Instructions to follow
Count the lines in the material below that contain the string "meadow". Give only the number.
═════ Exercise material ═════
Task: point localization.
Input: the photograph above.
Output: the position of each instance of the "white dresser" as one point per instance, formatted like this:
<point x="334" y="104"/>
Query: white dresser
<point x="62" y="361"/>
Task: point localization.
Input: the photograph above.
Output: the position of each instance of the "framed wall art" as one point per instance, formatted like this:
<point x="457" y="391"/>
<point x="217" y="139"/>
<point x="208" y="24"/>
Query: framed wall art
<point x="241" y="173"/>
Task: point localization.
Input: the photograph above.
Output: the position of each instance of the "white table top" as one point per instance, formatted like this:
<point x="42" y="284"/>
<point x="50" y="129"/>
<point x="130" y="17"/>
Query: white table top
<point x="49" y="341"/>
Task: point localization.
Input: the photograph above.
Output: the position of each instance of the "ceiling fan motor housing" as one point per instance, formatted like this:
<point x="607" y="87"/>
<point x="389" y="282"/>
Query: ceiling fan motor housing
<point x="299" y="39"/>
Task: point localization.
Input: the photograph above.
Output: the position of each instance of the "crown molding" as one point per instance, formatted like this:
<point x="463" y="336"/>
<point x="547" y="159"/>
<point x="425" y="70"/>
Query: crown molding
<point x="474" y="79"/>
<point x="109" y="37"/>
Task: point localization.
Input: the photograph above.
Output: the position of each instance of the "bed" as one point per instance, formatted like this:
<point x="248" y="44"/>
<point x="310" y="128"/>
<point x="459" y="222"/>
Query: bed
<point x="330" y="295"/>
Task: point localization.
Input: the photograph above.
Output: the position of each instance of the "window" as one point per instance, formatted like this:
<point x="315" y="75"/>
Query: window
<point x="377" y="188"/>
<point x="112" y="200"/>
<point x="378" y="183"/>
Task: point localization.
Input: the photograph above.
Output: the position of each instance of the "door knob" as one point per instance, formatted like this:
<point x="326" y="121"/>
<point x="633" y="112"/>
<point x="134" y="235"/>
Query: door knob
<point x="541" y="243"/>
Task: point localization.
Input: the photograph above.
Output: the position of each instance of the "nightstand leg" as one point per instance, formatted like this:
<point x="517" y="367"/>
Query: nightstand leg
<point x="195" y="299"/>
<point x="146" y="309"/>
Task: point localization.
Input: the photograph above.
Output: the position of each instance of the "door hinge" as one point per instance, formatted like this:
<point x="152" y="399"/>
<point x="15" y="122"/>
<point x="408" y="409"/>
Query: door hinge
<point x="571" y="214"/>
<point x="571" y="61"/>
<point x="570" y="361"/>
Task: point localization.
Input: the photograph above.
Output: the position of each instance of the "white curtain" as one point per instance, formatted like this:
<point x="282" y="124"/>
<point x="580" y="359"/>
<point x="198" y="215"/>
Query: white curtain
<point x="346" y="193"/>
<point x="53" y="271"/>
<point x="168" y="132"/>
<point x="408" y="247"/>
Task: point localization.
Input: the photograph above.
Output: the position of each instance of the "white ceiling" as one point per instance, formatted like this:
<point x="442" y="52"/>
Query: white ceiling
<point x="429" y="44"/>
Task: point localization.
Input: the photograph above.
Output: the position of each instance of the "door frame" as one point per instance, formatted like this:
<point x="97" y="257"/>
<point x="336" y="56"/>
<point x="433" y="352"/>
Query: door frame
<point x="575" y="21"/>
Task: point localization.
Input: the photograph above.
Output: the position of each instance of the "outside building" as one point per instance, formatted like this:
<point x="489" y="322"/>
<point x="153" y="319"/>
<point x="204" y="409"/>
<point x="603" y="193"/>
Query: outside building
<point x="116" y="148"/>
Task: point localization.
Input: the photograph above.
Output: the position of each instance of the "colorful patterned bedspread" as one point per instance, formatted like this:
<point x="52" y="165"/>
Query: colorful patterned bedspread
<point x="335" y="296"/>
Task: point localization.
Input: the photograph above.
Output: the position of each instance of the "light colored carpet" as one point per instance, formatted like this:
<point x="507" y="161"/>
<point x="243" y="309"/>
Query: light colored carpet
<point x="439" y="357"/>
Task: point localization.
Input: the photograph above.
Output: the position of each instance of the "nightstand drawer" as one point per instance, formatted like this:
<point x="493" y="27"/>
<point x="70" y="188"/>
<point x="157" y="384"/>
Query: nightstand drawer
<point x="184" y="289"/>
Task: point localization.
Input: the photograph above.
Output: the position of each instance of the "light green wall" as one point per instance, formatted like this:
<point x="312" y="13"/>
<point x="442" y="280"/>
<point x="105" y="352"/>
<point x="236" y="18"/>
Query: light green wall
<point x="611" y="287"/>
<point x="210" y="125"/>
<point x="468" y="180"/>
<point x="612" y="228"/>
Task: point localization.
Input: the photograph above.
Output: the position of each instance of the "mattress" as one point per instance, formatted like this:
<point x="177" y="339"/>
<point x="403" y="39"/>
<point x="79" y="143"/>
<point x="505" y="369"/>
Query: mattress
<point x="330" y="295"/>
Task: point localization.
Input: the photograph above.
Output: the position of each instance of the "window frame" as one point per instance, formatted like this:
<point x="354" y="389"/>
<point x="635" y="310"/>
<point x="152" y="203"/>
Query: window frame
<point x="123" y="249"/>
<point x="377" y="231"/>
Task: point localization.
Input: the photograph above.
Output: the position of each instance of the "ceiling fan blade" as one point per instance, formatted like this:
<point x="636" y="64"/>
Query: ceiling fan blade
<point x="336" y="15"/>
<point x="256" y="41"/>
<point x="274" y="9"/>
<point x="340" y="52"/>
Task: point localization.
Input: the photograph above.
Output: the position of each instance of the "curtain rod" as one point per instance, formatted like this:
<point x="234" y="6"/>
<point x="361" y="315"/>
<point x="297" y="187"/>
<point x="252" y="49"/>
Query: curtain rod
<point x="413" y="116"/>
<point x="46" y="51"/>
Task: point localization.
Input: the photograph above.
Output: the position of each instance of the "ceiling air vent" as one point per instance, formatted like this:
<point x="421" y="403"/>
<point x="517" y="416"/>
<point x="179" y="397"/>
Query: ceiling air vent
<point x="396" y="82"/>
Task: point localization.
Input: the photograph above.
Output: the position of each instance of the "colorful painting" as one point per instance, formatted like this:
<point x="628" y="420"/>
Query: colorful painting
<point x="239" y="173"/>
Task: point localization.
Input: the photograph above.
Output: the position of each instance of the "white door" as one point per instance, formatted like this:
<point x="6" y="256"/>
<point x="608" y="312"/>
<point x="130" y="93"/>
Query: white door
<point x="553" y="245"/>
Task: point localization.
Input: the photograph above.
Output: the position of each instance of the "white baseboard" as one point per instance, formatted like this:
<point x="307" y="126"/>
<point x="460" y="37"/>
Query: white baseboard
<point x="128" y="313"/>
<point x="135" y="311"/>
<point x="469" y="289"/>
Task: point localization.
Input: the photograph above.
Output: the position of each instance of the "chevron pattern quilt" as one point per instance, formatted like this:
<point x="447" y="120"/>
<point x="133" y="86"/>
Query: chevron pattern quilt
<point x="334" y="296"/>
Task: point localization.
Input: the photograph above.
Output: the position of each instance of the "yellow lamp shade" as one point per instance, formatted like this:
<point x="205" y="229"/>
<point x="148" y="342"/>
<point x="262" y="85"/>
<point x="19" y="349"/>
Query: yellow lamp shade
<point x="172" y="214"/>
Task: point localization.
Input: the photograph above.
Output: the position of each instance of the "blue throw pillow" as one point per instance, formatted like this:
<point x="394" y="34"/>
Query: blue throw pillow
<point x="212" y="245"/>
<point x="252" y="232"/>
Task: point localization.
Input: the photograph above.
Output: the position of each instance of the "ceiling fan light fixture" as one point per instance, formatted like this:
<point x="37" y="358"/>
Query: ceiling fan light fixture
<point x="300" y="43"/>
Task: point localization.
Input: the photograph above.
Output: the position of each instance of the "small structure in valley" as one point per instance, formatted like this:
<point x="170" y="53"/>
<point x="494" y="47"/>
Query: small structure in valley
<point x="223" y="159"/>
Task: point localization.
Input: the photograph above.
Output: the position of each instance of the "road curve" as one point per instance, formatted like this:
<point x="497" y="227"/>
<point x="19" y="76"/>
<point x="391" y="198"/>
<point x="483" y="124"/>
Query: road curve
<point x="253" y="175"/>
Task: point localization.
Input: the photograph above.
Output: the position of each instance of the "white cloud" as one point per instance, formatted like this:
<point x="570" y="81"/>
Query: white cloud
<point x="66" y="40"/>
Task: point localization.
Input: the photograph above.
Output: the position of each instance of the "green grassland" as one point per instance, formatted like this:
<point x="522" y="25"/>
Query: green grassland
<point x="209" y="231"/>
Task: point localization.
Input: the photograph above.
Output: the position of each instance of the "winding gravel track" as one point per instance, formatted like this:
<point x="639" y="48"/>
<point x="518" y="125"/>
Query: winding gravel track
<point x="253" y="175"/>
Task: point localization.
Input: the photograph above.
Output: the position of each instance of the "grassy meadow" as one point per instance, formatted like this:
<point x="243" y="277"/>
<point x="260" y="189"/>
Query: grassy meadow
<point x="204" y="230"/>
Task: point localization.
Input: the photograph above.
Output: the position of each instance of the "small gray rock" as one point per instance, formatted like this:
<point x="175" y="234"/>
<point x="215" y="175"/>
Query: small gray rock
═════
Task response
2